**** DATA LISTING

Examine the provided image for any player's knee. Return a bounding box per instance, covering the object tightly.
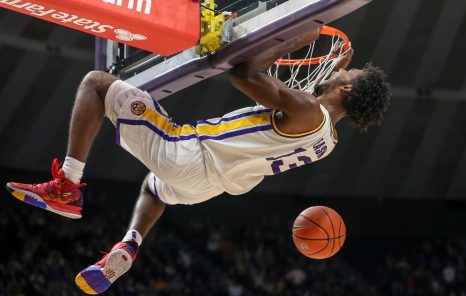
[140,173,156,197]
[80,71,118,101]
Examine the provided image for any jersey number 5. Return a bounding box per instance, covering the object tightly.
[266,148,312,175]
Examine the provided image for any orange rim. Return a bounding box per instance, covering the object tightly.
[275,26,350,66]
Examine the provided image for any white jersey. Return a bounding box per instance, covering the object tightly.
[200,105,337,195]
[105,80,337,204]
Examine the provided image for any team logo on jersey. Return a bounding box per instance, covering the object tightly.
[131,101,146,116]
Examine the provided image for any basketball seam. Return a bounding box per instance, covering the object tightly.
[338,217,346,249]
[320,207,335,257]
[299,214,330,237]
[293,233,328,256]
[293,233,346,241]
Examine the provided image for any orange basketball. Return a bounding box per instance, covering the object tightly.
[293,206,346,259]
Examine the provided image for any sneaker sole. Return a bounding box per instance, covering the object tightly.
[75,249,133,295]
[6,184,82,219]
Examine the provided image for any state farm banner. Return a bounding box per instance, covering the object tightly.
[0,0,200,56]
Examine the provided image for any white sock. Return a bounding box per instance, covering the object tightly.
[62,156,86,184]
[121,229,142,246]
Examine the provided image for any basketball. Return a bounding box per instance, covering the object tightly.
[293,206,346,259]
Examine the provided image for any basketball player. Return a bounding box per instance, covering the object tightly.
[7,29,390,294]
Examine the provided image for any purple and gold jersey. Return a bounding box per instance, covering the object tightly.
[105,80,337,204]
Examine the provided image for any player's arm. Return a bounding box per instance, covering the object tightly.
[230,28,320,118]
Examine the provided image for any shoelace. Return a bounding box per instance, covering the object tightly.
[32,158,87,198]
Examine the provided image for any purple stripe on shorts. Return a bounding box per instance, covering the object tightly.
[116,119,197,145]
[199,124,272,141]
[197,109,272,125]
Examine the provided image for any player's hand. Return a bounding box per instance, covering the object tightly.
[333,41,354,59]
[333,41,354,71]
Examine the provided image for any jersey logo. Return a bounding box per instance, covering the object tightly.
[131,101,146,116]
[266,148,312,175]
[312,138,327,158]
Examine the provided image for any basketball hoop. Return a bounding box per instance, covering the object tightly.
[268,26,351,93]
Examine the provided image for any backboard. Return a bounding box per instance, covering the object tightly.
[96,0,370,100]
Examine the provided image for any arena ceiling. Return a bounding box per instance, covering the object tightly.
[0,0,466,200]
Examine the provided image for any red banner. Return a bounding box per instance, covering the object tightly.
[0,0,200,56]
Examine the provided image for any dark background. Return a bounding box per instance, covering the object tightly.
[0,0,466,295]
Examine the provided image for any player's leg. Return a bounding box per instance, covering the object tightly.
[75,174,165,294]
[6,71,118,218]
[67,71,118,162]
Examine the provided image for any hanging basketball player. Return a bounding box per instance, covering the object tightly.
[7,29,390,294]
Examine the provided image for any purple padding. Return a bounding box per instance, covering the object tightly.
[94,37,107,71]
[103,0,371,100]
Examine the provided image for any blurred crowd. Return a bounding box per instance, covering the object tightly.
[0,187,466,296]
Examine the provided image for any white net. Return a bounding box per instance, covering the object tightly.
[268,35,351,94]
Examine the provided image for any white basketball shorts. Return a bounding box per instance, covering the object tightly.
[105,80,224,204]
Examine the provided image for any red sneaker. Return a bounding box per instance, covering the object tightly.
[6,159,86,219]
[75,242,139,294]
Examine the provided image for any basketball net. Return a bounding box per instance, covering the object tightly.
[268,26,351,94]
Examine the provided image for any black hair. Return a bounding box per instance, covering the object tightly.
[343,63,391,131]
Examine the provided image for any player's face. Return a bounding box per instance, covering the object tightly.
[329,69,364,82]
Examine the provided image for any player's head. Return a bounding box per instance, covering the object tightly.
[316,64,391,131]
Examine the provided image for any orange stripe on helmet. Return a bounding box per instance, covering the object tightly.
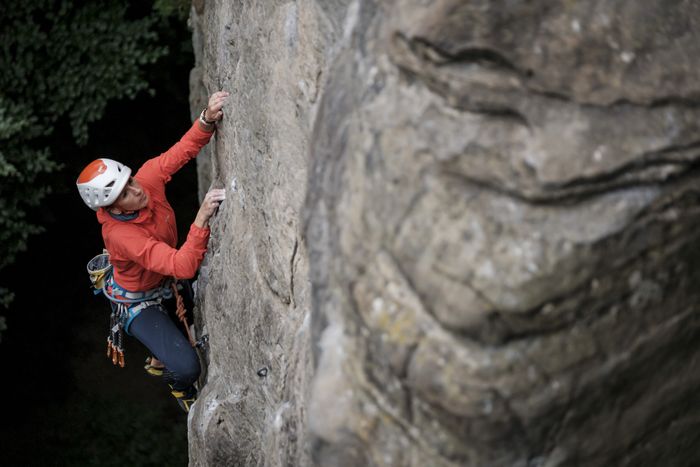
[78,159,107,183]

********

**WHAT IS REQUIRED**
Please give back all of the material above word for word, leaving out the pictures.

**OUTPUT OF THE TASK**
Examine the provided image for any player's knee. Return a bounding box per instance, covering the object tightly.
[140,173,156,197]
[80,71,118,101]
Examine the provided image for any jersey number 5. Return a bounding box per instance, covering the object tightly.
[266,148,312,175]
Examine the provided image for any orange rim. Return a bounding box per instance, covering the object tightly.
[275,26,350,66]
Examine the provided image for any white jersey. Return a bounding box per instance, covering the object tightly.
[200,105,337,195]
[105,80,337,204]
Examine the provided image for any team logo on jersey. Return a bounding box per instance, covering the object tightly.
[131,101,146,116]
Examine the provided image for any basketball seam. Return a bounding box per instance, covering the object tightly.
[338,217,346,249]
[320,207,335,257]
[299,214,330,237]
[293,233,328,256]
[293,233,346,241]
Examine the provided image for any orange basketball. Return a bounding box per instance, covering the object tightly.
[293,206,346,259]
Examine the provided image for any sneaker sole. Return a bounding box per instance, covering the object tightly.
[75,249,133,295]
[6,184,82,219]
Examine the provided image for any state farm banner. Return a bounding box per instance, covering the object tightly.
[0,0,200,56]
Examine the provided image for any white sock. Return a bounding box per instance, covering the object tightly.
[62,156,86,184]
[121,229,142,246]
Examine the provided image for any basketball. Return a bounding box per instance, covering the object tightly.
[293,206,346,259]
Examine the provided image for any basketball player. Return a bounding box per instance, covering the object tightly.
[7,29,390,294]
Examine the provided image for any purple and gold jersey. Return a bounding box per instance, covering the object tightly.
[105,80,337,204]
Examine the provided image for any player's arm. Return a bounding box per instance, covering the object tightly.
[230,28,320,118]
Examine the provided image for any shoelace. Return a bounding box per instance, covering the object tightly.
[32,158,87,198]
Examine the provided image for any purple stripe on shorts. Return a bounding box per instance, covering the object tightly.
[116,119,197,145]
[199,124,272,141]
[197,109,272,125]
Examine the provided image for any player's hand. Return a bounding box per instance, covering the object tightly.
[333,41,354,59]
[333,41,354,71]
Examine the provided image for any jersey logo. Return a bounding box per instance, covering the object tightly.
[131,101,146,116]
[266,148,312,175]
[312,138,327,158]
Examine the provided image for any basketball hoop. Return a bounding box per instance, covering the object tightly.
[268,26,351,93]
Examine the provided image for any backboard. Return a bounding box per instance, covering the object tightly.
[96,0,370,100]
Examine the provided image for any arena ceiling. Return a bounding box per instance, covering the object tightly.
[0,0,466,200]
Examine the provided image for any red banner. Return a bounding box per instance, covering the object tightly.
[0,0,200,56]
Examine the provided image for any dark background. Return a bounding box per instance, covering the object tightly.
[0,0,466,295]
Examine the provided image for any player's leg. Return a bounding box per instance, covering the object tightly.
[75,174,165,294]
[6,71,118,218]
[67,71,118,162]
Examine the provided image for any hanging basketball player. Return a bounding box per instance, covering the object tightly.
[7,29,390,294]
Examine the provided image for any purple padding. Return a bounding box per instance, covering the object tightly.
[94,37,107,71]
[103,0,371,100]
Examine the provided image for any blurred crowd. Return a bounding box per instance, covering the object tightly.
[0,187,466,296]
Examine the provided image for any white net. Return a bounding box per instance, covering the object tightly.
[268,35,351,94]
Examine the provided image for any white basketball shorts. Return a bounding box per instance, covering the object tightly.
[105,80,224,204]
Examine the provided image for any red sneaker. Return a bounding box per instance, covering the object tightly.
[6,159,86,219]
[75,242,139,294]
Examine the provided image for any basketball net. Return a bounding box per instance, covering the object tightly.
[268,26,351,94]
Examine the provided image for any black hair. Return a bounding box per instance, covering the object tightly.
[343,63,391,131]
Examine the provided image for any player's face. Return a bounding box per instance, covering the object tightly.
[329,69,364,82]
Examine the provided image for any player's head. Return a bounding box per instance, covering the object tightly.
[316,64,391,131]
Examine the provided image for any orange stripe on helmet. Return a bounding box per instance, covering the object tightly.
[78,159,107,183]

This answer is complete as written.